» **Task prompt**:
Reproduce word for word the lines of the entries below, beginning with the line that contains "Indicate the stack" and continuing through the last line of the entries.

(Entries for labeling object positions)
========================================================================

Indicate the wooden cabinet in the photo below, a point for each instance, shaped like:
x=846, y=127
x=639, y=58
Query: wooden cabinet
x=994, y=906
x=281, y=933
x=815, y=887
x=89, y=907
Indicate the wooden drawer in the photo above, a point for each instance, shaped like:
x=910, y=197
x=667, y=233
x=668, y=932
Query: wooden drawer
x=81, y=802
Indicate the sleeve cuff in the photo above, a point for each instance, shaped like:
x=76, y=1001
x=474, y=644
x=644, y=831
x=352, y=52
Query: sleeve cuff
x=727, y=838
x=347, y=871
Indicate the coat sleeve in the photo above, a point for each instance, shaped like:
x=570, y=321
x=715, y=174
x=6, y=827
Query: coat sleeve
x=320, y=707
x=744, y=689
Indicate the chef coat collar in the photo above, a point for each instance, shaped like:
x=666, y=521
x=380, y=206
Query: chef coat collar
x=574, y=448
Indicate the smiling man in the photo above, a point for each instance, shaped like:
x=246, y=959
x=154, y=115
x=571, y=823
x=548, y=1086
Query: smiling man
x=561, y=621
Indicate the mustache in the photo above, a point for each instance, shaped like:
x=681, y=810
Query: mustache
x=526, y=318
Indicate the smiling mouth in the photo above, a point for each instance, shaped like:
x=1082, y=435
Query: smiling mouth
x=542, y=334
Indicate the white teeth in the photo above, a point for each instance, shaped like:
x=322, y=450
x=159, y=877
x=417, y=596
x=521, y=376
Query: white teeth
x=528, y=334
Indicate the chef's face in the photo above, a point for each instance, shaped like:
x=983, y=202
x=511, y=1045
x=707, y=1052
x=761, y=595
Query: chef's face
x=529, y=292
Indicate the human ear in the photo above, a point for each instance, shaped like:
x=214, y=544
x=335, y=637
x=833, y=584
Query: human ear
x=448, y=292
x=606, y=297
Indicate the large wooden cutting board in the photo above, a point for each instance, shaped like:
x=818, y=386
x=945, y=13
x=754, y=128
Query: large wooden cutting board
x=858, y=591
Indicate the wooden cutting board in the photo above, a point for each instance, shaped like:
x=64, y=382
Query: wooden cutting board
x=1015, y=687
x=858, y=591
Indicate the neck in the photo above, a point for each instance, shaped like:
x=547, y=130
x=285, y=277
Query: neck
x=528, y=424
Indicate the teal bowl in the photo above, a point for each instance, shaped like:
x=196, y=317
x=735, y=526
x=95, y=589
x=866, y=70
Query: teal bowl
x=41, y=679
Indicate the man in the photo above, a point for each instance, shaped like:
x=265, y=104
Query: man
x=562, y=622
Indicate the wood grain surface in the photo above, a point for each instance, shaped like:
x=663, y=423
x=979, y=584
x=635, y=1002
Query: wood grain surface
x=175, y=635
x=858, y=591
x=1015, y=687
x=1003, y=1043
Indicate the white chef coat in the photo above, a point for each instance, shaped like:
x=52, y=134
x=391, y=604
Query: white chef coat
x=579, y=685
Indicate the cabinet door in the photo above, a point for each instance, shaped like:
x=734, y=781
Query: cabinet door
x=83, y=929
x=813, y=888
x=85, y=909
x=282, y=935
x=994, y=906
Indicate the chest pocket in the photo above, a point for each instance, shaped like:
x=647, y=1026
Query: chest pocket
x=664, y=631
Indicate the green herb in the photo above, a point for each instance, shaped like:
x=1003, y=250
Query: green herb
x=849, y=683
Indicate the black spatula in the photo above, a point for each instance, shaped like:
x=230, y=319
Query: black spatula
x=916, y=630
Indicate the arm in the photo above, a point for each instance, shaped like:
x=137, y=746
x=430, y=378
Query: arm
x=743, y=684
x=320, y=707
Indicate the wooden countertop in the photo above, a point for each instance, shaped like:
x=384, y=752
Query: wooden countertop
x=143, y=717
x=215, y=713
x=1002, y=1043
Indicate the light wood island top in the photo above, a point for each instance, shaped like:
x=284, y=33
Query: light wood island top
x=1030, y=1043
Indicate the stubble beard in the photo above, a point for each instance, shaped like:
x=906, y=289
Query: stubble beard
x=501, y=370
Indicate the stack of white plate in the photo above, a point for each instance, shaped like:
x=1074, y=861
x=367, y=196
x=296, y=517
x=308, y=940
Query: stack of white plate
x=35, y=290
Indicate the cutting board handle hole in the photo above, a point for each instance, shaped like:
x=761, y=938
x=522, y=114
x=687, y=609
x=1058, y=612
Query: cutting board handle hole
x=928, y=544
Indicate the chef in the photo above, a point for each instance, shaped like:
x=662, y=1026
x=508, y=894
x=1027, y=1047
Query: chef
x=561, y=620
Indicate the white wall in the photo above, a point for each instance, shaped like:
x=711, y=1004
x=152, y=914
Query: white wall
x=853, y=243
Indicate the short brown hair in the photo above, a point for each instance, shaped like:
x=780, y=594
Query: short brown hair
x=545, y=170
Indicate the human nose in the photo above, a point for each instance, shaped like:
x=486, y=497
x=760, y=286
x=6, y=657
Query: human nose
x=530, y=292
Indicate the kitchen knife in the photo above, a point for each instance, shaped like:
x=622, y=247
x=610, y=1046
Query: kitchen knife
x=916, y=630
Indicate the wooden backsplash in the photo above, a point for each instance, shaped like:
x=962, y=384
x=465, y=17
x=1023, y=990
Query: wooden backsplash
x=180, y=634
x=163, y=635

========================================================================

» **Answer to the task**:
Indicate the stack of white plate in the photo above, a point for each instance, shaped like:
x=1074, y=861
x=367, y=196
x=296, y=517
x=308, y=940
Query: stack of white plate
x=35, y=290
Indicate the cutting board handle hole in the photo above, a point for each instance, shaped like:
x=761, y=938
x=522, y=114
x=687, y=609
x=1058, y=612
Query: cutting board handle hole
x=928, y=544
Indicate the chef in the photo above, a point for each instance, shaped like:
x=662, y=1026
x=508, y=894
x=1027, y=1047
Query: chef
x=561, y=620
Indicate the white wall in the photo above, a point for each instance, shaped like:
x=711, y=1004
x=152, y=914
Query: white wall
x=853, y=243
Indicate the short brown hair in the photo above, a point for each instance, shaped like:
x=780, y=594
Query: short brown hair
x=545, y=170
Indicate the human nose in the photo above, a point for each instance, shaped like:
x=486, y=497
x=760, y=286
x=6, y=657
Query: human nose
x=530, y=292
Indicate the kitchen knife in the photo above, a point for each instance, shaped like:
x=622, y=247
x=610, y=1046
Query: kitchen knife
x=916, y=630
Indicate the wooden backsplash in the photo above, a point for each instance, shaped like:
x=962, y=384
x=465, y=17
x=1023, y=990
Query: wooden backsplash
x=180, y=634
x=163, y=635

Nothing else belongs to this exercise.